__Task requirements__: Where does the string "vaulted" appear in the listing below? Copy every line where it does.
##########
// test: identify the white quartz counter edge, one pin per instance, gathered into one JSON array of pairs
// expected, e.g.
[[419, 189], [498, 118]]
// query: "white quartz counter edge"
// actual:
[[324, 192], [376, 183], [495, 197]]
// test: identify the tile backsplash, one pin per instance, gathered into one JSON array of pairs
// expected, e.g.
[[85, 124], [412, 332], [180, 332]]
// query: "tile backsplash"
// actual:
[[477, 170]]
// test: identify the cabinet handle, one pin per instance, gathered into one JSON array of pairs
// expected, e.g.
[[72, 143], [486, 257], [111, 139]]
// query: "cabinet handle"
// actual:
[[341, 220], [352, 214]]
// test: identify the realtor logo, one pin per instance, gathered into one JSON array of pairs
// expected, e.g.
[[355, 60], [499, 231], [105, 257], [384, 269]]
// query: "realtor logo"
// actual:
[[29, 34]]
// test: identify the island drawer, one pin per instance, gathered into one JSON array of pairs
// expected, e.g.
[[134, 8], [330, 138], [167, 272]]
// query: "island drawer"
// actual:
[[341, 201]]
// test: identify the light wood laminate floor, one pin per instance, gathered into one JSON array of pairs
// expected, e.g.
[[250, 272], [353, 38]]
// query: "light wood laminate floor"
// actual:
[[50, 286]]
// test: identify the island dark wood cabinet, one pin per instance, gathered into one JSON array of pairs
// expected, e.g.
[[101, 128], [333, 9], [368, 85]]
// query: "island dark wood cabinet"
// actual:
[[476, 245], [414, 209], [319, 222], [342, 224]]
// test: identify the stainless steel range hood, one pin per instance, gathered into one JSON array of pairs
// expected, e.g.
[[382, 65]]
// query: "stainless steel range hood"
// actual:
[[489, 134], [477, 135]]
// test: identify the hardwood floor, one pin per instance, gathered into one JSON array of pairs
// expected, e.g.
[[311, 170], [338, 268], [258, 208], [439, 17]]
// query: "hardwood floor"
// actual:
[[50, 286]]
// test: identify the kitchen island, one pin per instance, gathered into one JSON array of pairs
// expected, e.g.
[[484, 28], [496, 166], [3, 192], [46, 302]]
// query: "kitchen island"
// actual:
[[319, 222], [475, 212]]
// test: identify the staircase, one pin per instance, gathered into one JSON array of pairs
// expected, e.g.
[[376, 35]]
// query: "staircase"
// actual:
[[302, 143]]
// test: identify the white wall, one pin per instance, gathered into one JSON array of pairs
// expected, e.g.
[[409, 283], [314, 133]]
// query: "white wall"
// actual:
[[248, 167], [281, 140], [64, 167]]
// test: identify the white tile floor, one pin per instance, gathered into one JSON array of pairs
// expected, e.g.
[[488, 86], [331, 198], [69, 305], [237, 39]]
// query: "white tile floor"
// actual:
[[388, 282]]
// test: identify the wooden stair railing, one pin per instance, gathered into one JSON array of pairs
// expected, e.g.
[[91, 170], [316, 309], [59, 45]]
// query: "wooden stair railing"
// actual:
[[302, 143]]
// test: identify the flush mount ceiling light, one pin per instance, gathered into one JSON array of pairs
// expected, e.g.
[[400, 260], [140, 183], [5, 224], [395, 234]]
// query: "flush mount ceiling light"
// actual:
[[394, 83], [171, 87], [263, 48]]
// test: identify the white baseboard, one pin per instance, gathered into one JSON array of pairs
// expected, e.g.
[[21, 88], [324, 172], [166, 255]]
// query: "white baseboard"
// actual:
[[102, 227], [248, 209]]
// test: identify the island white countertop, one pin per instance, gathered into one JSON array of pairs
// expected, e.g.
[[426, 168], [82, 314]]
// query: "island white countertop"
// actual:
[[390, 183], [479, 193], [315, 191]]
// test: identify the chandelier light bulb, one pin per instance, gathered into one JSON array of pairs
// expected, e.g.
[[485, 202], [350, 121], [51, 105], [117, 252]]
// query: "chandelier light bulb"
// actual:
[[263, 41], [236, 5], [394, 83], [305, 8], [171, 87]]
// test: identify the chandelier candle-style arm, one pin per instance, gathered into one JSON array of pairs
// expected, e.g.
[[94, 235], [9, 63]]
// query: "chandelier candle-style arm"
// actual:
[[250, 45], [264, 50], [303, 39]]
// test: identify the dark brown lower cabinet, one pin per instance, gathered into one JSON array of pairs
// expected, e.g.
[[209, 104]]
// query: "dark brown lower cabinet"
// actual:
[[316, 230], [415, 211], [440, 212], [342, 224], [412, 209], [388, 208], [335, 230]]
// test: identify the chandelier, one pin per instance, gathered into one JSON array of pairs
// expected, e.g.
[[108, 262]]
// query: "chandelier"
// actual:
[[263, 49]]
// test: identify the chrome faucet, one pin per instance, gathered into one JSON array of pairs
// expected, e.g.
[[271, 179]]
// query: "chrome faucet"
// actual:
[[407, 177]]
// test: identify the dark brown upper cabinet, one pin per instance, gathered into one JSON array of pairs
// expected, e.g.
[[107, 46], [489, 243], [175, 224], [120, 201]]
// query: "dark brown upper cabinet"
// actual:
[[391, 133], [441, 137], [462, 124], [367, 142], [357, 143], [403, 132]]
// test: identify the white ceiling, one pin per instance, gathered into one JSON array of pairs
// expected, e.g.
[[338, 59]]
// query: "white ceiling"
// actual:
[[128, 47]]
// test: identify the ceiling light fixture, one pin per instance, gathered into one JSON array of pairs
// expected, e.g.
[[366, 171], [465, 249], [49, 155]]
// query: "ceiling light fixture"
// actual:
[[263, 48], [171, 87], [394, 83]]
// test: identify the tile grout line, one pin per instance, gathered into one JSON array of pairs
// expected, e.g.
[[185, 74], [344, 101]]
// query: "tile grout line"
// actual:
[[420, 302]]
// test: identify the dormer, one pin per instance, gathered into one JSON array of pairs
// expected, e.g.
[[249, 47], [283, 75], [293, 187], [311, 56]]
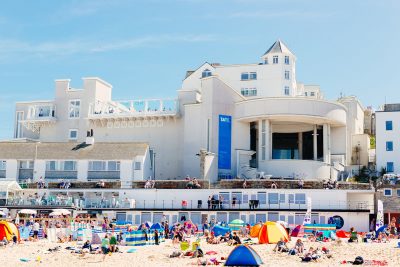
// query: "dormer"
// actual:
[[278, 53]]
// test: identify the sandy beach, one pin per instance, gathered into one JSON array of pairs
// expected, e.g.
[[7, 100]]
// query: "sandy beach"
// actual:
[[158, 255]]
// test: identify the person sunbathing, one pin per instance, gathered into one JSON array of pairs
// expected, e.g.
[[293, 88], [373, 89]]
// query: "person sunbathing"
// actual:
[[281, 246]]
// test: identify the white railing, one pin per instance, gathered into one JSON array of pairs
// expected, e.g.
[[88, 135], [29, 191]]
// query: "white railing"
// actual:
[[134, 107], [41, 112]]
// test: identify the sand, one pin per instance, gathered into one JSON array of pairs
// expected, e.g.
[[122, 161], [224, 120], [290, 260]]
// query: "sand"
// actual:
[[158, 255]]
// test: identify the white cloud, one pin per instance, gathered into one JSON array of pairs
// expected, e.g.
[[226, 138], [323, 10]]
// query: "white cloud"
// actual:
[[10, 48]]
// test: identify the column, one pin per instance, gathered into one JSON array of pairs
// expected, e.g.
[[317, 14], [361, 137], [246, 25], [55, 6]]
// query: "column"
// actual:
[[326, 141], [300, 145], [315, 144]]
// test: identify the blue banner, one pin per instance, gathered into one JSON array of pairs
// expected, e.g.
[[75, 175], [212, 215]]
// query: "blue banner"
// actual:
[[224, 142]]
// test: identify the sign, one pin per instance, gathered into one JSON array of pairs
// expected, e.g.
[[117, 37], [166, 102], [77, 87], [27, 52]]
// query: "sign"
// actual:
[[224, 142], [379, 215], [307, 218]]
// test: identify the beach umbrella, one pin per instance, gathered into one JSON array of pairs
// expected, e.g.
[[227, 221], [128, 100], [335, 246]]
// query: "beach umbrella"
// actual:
[[62, 211], [27, 211], [235, 225], [284, 224], [55, 213]]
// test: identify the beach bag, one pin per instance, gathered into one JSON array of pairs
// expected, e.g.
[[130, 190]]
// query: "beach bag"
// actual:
[[358, 260]]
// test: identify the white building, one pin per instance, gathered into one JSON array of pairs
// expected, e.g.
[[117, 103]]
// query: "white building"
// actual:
[[251, 119], [387, 138]]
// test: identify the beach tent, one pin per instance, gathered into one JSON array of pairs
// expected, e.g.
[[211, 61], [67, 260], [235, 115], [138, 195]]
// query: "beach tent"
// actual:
[[235, 225], [255, 230], [271, 233], [219, 230], [243, 256], [157, 226], [298, 231], [342, 234], [148, 225], [381, 229], [7, 230]]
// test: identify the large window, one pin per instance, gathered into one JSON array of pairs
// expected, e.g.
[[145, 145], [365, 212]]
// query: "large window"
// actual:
[[287, 75], [389, 166], [74, 108], [68, 165], [206, 73], [3, 165], [389, 125], [246, 76], [389, 146], [26, 164], [248, 91], [98, 165]]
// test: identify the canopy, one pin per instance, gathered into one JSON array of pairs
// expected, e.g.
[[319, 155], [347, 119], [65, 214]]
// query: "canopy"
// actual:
[[235, 225], [7, 230], [298, 231], [255, 230], [219, 230], [243, 256], [62, 211], [271, 233], [27, 211]]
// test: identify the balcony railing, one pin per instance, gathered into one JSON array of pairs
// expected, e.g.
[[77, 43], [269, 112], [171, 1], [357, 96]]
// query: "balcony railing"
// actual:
[[134, 108], [168, 204], [41, 112]]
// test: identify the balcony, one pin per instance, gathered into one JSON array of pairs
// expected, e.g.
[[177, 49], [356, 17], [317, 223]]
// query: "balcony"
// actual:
[[125, 113], [40, 115]]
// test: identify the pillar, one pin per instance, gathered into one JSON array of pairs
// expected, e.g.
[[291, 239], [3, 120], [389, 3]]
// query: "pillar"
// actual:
[[326, 141], [300, 145], [315, 143]]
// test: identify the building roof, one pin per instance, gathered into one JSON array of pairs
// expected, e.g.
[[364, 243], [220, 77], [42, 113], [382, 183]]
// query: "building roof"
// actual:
[[278, 47], [72, 151]]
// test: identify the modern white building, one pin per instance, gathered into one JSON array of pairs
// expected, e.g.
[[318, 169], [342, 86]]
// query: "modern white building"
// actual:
[[252, 120], [387, 138]]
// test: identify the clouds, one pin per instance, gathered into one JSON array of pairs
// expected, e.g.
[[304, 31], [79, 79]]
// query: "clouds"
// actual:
[[11, 48]]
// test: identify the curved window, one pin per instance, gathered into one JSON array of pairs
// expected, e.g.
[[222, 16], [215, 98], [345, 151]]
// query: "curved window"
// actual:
[[206, 73]]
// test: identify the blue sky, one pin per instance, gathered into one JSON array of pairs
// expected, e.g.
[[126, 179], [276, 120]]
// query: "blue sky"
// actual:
[[143, 48]]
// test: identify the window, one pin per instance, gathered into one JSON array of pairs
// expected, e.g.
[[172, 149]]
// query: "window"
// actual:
[[74, 108], [19, 116], [300, 199], [26, 164], [246, 76], [287, 75], [248, 91], [68, 165], [97, 165], [206, 73], [137, 166], [113, 165], [387, 192], [287, 91], [73, 134], [389, 146], [273, 198], [287, 60], [389, 167], [3, 165], [389, 125]]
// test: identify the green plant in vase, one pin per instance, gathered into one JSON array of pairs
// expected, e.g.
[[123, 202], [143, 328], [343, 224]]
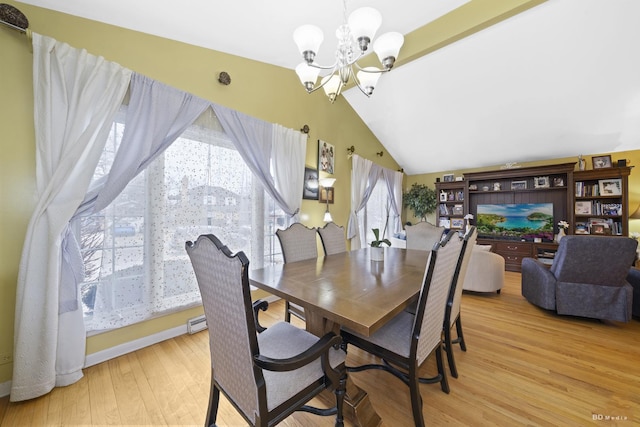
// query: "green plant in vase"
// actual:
[[377, 250], [421, 199]]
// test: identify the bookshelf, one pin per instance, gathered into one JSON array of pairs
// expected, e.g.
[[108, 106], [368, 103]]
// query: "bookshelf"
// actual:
[[601, 202], [452, 204]]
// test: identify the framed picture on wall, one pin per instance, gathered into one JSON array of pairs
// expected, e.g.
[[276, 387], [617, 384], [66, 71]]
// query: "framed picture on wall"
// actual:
[[326, 157], [610, 187], [601, 162], [326, 195], [310, 185], [457, 223]]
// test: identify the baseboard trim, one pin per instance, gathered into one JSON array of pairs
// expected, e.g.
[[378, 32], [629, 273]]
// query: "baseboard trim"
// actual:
[[125, 348], [5, 388], [131, 346]]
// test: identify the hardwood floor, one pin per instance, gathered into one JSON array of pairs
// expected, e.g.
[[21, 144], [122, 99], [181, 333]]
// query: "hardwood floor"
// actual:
[[523, 366]]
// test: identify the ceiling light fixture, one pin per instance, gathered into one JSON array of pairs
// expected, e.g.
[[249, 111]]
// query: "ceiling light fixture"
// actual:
[[354, 38]]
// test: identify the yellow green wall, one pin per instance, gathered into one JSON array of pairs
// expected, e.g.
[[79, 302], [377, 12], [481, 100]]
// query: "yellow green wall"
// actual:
[[633, 158], [270, 93]]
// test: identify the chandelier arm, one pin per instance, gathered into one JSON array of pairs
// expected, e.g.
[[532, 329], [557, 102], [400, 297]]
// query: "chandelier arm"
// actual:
[[322, 84], [357, 82], [323, 67], [377, 71]]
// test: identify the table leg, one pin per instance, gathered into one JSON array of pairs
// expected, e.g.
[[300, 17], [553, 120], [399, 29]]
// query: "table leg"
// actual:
[[357, 409]]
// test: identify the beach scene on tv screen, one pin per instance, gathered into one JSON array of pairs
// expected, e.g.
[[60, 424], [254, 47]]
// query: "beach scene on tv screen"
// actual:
[[515, 220]]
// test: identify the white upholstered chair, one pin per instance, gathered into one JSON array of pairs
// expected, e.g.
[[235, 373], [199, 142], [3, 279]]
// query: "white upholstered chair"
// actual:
[[485, 272], [333, 239], [266, 375], [423, 235], [298, 243]]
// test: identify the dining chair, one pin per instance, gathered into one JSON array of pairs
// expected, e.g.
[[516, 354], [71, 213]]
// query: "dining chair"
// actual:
[[298, 243], [405, 342], [452, 316], [332, 237], [423, 235], [268, 375]]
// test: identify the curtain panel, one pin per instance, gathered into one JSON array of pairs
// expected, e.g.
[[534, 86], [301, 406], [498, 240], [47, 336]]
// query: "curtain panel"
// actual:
[[364, 177], [76, 98]]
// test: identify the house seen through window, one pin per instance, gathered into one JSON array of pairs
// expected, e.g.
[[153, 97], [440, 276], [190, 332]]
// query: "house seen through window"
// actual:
[[134, 254]]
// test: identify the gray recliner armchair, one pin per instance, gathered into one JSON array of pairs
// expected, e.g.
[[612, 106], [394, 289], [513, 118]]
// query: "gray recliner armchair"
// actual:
[[587, 278]]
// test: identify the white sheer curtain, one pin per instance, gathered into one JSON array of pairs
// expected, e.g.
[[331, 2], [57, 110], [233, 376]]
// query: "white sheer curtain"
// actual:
[[254, 140], [156, 116], [363, 179], [394, 185], [76, 98], [289, 151], [364, 176]]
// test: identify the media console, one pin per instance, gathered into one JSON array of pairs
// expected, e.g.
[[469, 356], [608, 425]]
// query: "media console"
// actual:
[[543, 185]]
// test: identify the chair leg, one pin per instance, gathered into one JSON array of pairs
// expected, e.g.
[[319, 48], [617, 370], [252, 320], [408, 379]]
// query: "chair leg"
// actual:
[[463, 346], [287, 312], [340, 392], [444, 384], [416, 398], [214, 400], [448, 346]]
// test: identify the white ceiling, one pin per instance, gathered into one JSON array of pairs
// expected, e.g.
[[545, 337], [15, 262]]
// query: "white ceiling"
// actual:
[[558, 80]]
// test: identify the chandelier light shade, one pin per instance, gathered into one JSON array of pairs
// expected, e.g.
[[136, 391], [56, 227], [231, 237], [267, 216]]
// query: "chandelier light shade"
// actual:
[[354, 38], [327, 183]]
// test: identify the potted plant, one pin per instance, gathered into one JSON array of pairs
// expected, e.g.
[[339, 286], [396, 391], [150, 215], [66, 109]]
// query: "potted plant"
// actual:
[[421, 199], [377, 251]]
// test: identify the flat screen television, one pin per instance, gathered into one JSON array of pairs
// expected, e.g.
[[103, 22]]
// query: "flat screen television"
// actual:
[[516, 220]]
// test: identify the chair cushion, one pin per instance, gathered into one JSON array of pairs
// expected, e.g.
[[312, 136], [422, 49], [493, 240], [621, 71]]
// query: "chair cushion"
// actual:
[[284, 340]]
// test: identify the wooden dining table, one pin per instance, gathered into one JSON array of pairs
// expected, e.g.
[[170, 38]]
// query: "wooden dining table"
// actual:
[[349, 290]]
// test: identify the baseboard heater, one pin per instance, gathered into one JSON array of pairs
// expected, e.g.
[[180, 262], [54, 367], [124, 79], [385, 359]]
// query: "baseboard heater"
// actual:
[[196, 324]]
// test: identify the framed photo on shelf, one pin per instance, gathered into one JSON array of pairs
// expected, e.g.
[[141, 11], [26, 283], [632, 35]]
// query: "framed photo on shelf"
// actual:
[[518, 185], [599, 229], [601, 162], [610, 187], [326, 157], [310, 185], [541, 182], [583, 208], [325, 195], [444, 222], [457, 223]]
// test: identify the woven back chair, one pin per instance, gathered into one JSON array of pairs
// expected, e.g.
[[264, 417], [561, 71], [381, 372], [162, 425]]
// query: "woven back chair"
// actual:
[[407, 340], [332, 237], [452, 312], [265, 376], [298, 243], [423, 235]]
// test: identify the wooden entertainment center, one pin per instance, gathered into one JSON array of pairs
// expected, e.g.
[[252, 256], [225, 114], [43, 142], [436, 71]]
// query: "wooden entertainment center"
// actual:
[[600, 197]]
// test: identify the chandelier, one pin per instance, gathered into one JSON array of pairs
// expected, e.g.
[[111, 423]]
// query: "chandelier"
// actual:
[[354, 37]]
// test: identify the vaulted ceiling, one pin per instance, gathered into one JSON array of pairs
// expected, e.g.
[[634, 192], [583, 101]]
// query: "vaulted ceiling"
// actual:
[[478, 82]]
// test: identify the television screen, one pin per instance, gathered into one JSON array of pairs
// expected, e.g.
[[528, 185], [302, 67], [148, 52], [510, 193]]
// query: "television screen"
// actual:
[[523, 220]]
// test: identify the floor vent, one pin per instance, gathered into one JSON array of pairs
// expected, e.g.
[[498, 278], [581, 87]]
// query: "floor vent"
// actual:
[[196, 324]]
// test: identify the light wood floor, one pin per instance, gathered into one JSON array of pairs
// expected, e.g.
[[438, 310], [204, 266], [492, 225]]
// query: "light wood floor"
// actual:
[[523, 366]]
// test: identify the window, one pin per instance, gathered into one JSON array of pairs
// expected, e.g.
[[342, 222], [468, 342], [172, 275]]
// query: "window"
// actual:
##########
__Answer to this exercise__:
// test: identify the vaulted ceiling, one pin per instance, gathered into one JSON array of pairs
// query: "vaulted ceiling"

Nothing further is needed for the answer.